── Article ──
Steven Feifke (born June 21, 1991) is an American jazz pianist, composer, orchestrator, and arranger. In 2023, Feifke became the youngest musician to win The Grammy Award for Best Large Jazz Ensemble at The 65th Annual Grammy Awards.

== Early life and education ==
Feifke was born in Lexington, Massachusetts. He attended Lexington High School and the New England Conservatory of Music Preparatory School. He attended NYU where he received a degree in Jazz Studies and Economics. He obtained a Master of Music in Jazz Composition from the Manhattan School of Music.

== Musical career ==
He has played with Chad Lefkowitz Brown, Steve Tyrell, Santino Fontana, Randy Brecker, Benny Benack III, Bryan Carter, and Alexa Tarantino.
───
── Supplied information ──
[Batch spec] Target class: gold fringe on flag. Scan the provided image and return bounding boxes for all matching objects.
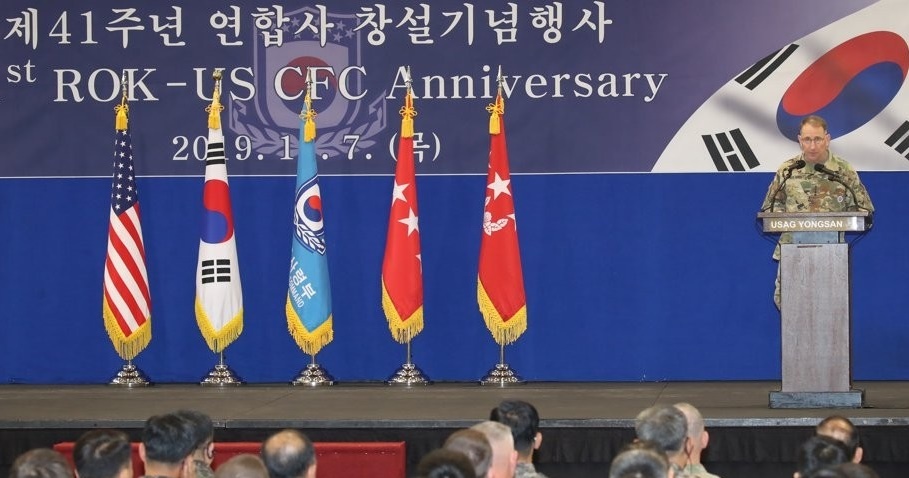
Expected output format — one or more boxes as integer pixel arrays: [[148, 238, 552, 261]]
[[382, 278, 423, 344], [284, 294, 335, 355], [196, 297, 243, 354], [477, 278, 527, 345], [300, 90, 316, 143], [101, 297, 151, 360], [114, 103, 129, 131], [398, 90, 417, 138], [486, 93, 505, 134]]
───
> **Tasks for this exercise**
**a.** According to the article on Steven Feifke, from which school did he obtain a Master of Music in Jazz Composition?
**b.** Rewrite the Steven Feifke article from "Steven Feifke (born" up to and including "School of Music.", swapping "Lexington" for "Concord".

> **The results**
**a.** The Manhattan School of Music.

**b.**
Steven Feifke (born June 21, 1991) is an American jazz pianist, composer, orchestrator, and arranger. In 2023, Feifke became the youngest musician to win The Grammy Award for Best Large Jazz Ensemble at The 65th Annual Grammy Awards.

== Early life and education ==
Feifke was born in Concord, Massachusetts. He attended Concord High School and the New England Conservatory of Music Preparatory School. He attended NYU where he received a degree in Jazz Studies and Economics. He obtained a Master of Music in Jazz Composition from the Manhattan School of Music.